══ WORKING DATA ══

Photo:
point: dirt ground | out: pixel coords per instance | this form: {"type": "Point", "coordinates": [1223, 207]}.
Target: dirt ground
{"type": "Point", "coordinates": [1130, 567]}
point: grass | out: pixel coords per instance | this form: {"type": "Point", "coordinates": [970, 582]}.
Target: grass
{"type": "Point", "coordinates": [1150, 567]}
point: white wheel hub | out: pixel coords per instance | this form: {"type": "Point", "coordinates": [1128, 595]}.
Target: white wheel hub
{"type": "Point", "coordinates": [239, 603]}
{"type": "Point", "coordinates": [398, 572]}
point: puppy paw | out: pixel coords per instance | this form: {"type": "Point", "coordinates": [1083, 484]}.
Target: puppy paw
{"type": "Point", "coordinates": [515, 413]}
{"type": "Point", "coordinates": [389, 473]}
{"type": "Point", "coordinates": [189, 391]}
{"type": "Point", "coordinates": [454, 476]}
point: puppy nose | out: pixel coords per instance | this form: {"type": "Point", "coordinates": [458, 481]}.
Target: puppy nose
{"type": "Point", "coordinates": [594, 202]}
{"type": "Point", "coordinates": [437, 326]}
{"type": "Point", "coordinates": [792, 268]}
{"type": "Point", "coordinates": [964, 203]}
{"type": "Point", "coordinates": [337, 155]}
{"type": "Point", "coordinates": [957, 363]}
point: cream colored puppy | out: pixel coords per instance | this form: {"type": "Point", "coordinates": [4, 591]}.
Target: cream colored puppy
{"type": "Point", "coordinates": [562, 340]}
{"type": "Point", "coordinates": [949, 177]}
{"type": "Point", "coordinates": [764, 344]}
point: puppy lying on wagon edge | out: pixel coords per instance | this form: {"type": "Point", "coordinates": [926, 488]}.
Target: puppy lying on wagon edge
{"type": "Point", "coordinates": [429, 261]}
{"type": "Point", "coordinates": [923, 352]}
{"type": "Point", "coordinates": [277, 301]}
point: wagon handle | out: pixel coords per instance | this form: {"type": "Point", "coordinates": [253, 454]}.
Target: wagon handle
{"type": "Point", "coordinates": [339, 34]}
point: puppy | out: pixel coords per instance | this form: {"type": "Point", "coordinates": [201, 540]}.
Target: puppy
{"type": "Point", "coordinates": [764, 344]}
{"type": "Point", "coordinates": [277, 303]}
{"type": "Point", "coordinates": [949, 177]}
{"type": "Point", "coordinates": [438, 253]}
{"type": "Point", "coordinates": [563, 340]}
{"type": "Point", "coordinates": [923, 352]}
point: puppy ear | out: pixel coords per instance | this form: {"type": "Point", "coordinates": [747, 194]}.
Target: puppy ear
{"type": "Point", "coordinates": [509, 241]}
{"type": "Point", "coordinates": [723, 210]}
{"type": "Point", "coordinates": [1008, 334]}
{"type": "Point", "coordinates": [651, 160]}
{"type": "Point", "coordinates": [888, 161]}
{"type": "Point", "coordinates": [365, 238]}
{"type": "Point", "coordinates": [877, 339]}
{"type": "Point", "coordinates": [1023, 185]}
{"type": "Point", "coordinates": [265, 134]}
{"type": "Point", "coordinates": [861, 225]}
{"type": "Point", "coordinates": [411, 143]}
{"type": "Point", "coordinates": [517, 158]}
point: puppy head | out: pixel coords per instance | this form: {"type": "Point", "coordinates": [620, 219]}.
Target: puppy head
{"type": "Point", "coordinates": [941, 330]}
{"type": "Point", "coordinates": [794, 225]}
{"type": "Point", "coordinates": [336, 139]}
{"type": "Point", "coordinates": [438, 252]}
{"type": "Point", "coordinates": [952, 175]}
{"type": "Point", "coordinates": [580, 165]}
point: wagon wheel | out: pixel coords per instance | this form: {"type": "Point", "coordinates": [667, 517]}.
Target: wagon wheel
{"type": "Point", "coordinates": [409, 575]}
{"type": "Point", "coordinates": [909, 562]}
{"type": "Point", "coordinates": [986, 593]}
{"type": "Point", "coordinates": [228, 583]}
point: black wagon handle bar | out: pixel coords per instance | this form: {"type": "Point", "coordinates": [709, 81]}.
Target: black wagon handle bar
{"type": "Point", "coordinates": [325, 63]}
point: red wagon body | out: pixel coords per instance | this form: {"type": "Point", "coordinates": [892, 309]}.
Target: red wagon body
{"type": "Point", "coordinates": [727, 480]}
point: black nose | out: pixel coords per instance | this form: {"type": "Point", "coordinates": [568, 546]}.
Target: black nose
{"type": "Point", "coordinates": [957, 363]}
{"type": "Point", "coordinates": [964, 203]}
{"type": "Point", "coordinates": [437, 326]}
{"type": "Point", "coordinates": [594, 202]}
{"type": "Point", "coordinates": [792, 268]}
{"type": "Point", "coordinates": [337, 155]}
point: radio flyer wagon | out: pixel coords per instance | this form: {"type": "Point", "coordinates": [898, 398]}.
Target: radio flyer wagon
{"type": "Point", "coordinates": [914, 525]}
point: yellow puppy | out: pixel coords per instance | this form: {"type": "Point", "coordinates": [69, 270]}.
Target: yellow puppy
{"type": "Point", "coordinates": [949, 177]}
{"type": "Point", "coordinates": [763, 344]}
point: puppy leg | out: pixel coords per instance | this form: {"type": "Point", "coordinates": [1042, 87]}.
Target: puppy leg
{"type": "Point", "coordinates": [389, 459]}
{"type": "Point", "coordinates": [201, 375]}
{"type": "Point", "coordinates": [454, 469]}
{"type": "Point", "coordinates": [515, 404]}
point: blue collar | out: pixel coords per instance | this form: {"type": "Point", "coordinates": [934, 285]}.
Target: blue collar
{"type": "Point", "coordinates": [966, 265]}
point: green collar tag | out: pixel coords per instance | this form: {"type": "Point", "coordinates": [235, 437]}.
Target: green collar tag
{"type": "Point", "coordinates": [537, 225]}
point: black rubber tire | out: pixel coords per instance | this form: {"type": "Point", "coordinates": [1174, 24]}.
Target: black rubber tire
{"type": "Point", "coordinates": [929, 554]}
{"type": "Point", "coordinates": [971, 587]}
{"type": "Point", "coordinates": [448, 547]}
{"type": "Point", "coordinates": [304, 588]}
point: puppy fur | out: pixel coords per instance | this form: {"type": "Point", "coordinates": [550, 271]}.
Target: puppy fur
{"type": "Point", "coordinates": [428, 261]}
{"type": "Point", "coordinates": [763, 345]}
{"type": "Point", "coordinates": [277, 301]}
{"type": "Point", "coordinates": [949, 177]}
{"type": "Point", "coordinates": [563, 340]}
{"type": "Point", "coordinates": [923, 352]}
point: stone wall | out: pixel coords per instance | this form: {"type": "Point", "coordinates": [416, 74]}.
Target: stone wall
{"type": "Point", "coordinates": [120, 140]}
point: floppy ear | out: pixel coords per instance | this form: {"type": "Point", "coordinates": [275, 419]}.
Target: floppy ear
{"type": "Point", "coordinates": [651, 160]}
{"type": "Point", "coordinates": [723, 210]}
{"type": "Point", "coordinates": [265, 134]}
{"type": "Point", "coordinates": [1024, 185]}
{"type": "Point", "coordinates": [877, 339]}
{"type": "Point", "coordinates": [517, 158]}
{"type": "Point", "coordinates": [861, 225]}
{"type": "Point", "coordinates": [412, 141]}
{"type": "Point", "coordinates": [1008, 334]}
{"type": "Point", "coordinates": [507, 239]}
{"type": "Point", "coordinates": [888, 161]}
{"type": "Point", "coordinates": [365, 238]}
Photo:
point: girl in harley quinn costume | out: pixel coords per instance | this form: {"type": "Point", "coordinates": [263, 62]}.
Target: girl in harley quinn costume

═══

→ **INSTRUCTIONS TO FOLLOW**
Exactly reproduce every record.

→ **ANSWER BELOW**
Photo:
point: dirt ground | out: pixel coords per instance | this form: {"type": "Point", "coordinates": [1223, 207]}.
Target: dirt ground
{"type": "Point", "coordinates": [1130, 567]}
point: grass | out: pixel coords per instance | this form: {"type": "Point", "coordinates": [970, 582]}.
Target: grass
{"type": "Point", "coordinates": [1150, 567]}
point: white wheel hub | out: pixel coords per instance | this form: {"type": "Point", "coordinates": [1128, 595]}.
Target: white wheel hub
{"type": "Point", "coordinates": [239, 603]}
{"type": "Point", "coordinates": [398, 572]}
point: puppy paw | out: pixel coords per instance | this form: {"type": "Point", "coordinates": [1083, 484]}.
Target: puppy paw
{"type": "Point", "coordinates": [515, 413]}
{"type": "Point", "coordinates": [389, 473]}
{"type": "Point", "coordinates": [189, 391]}
{"type": "Point", "coordinates": [454, 476]}
point: puppy nose | out: pixel coords per instance | this form: {"type": "Point", "coordinates": [458, 481]}.
Target: puppy nose
{"type": "Point", "coordinates": [594, 202]}
{"type": "Point", "coordinates": [437, 326]}
{"type": "Point", "coordinates": [792, 268]}
{"type": "Point", "coordinates": [964, 203]}
{"type": "Point", "coordinates": [337, 155]}
{"type": "Point", "coordinates": [957, 363]}
point: cream colored puppy | out: pixel coords per instance | this form: {"type": "Point", "coordinates": [4, 591]}.
Target: cream colored puppy
{"type": "Point", "coordinates": [562, 340]}
{"type": "Point", "coordinates": [949, 177]}
{"type": "Point", "coordinates": [764, 344]}
point: puppy lying on wagon edge | out: pixel coords per instance | this form: {"type": "Point", "coordinates": [926, 488]}.
Target: puppy lying on wagon edge
{"type": "Point", "coordinates": [429, 261]}
{"type": "Point", "coordinates": [923, 352]}
{"type": "Point", "coordinates": [277, 301]}
point: wagon handle | out: pixel coords per instance | this form: {"type": "Point", "coordinates": [253, 454]}.
Target: wagon handle
{"type": "Point", "coordinates": [339, 34]}
point: puppy | out: pixel coords per instance | this form: {"type": "Point", "coordinates": [201, 540]}.
Target: puppy
{"type": "Point", "coordinates": [764, 344]}
{"type": "Point", "coordinates": [277, 303]}
{"type": "Point", "coordinates": [949, 177]}
{"type": "Point", "coordinates": [438, 253]}
{"type": "Point", "coordinates": [563, 340]}
{"type": "Point", "coordinates": [923, 352]}
point: puppy ear | out: pixel coords per instance | this form: {"type": "Point", "coordinates": [747, 194]}.
Target: puppy ear
{"type": "Point", "coordinates": [509, 241]}
{"type": "Point", "coordinates": [723, 210]}
{"type": "Point", "coordinates": [1008, 334]}
{"type": "Point", "coordinates": [651, 160]}
{"type": "Point", "coordinates": [888, 161]}
{"type": "Point", "coordinates": [365, 238]}
{"type": "Point", "coordinates": [877, 339]}
{"type": "Point", "coordinates": [1023, 185]}
{"type": "Point", "coordinates": [265, 134]}
{"type": "Point", "coordinates": [861, 225]}
{"type": "Point", "coordinates": [411, 143]}
{"type": "Point", "coordinates": [517, 158]}
point: puppy head | out: pixel coords per instance | this form: {"type": "Point", "coordinates": [620, 219]}.
Target: puppy head
{"type": "Point", "coordinates": [941, 330]}
{"type": "Point", "coordinates": [794, 225]}
{"type": "Point", "coordinates": [336, 139]}
{"type": "Point", "coordinates": [438, 252]}
{"type": "Point", "coordinates": [952, 175]}
{"type": "Point", "coordinates": [580, 165]}
point: wagon wheel | out: pixel coords per instance | this form: {"type": "Point", "coordinates": [667, 517]}.
Target: wagon wheel
{"type": "Point", "coordinates": [409, 575]}
{"type": "Point", "coordinates": [909, 562]}
{"type": "Point", "coordinates": [986, 593]}
{"type": "Point", "coordinates": [228, 583]}
point: black wagon handle bar | out: pixel coords per instance | this form: {"type": "Point", "coordinates": [709, 81]}.
Target: black wagon handle bar
{"type": "Point", "coordinates": [325, 63]}
point: red wagon body | out: pixel coords per instance | this form: {"type": "Point", "coordinates": [892, 309]}.
Target: red wagon body
{"type": "Point", "coordinates": [727, 480]}
point: black nose | out: pixel coords per instance | this form: {"type": "Point", "coordinates": [568, 546]}.
Target: black nose
{"type": "Point", "coordinates": [957, 363]}
{"type": "Point", "coordinates": [964, 203]}
{"type": "Point", "coordinates": [437, 326]}
{"type": "Point", "coordinates": [594, 202]}
{"type": "Point", "coordinates": [792, 268]}
{"type": "Point", "coordinates": [337, 155]}
point: radio flyer wagon | out: pixel coords per instance | this form: {"type": "Point", "coordinates": [898, 398]}.
Target: radio flyer wagon
{"type": "Point", "coordinates": [914, 525]}
point: yellow puppy | out: pixel coords per instance | this form: {"type": "Point", "coordinates": [69, 270]}.
Target: yellow puppy
{"type": "Point", "coordinates": [949, 177]}
{"type": "Point", "coordinates": [763, 344]}
point: puppy leg | out: pixel coords per instance | this form: {"type": "Point", "coordinates": [1042, 87]}.
Target: puppy leg
{"type": "Point", "coordinates": [389, 459]}
{"type": "Point", "coordinates": [201, 375]}
{"type": "Point", "coordinates": [454, 469]}
{"type": "Point", "coordinates": [515, 404]}
point: blue collar | out: pixel coords per instance | this form: {"type": "Point", "coordinates": [934, 285]}.
Target: blue collar
{"type": "Point", "coordinates": [966, 265]}
point: green collar tag | out: pixel coords per instance | this form: {"type": "Point", "coordinates": [235, 437]}.
Target: green collar tag
{"type": "Point", "coordinates": [537, 225]}
point: black rubber tire | out: pixel coords per instance | this form: {"type": "Point", "coordinates": [1174, 24]}.
Target: black rubber tire
{"type": "Point", "coordinates": [929, 554]}
{"type": "Point", "coordinates": [971, 587]}
{"type": "Point", "coordinates": [448, 547]}
{"type": "Point", "coordinates": [304, 588]}
point: puppy fur | out: pixel coords per instance | this form: {"type": "Point", "coordinates": [550, 271]}.
Target: puppy fur
{"type": "Point", "coordinates": [428, 261]}
{"type": "Point", "coordinates": [763, 345]}
{"type": "Point", "coordinates": [277, 301]}
{"type": "Point", "coordinates": [949, 177]}
{"type": "Point", "coordinates": [563, 340]}
{"type": "Point", "coordinates": [923, 352]}
point: stone wall | out: pixel coords per instance | this form: {"type": "Point", "coordinates": [416, 74]}.
Target: stone wall
{"type": "Point", "coordinates": [120, 140]}
point: floppy ear | out: pixel coords per instance | this form: {"type": "Point", "coordinates": [275, 419]}.
Target: floppy ear
{"type": "Point", "coordinates": [651, 160]}
{"type": "Point", "coordinates": [723, 210]}
{"type": "Point", "coordinates": [265, 134]}
{"type": "Point", "coordinates": [1024, 185]}
{"type": "Point", "coordinates": [877, 339]}
{"type": "Point", "coordinates": [517, 158]}
{"type": "Point", "coordinates": [861, 225]}
{"type": "Point", "coordinates": [412, 141]}
{"type": "Point", "coordinates": [1008, 334]}
{"type": "Point", "coordinates": [507, 239]}
{"type": "Point", "coordinates": [888, 161]}
{"type": "Point", "coordinates": [365, 238]}
Photo:
point: girl in harley quinn costume | out: pixel coords per instance | this form: {"type": "Point", "coordinates": [263, 62]}.
Target: girl in harley quinn costume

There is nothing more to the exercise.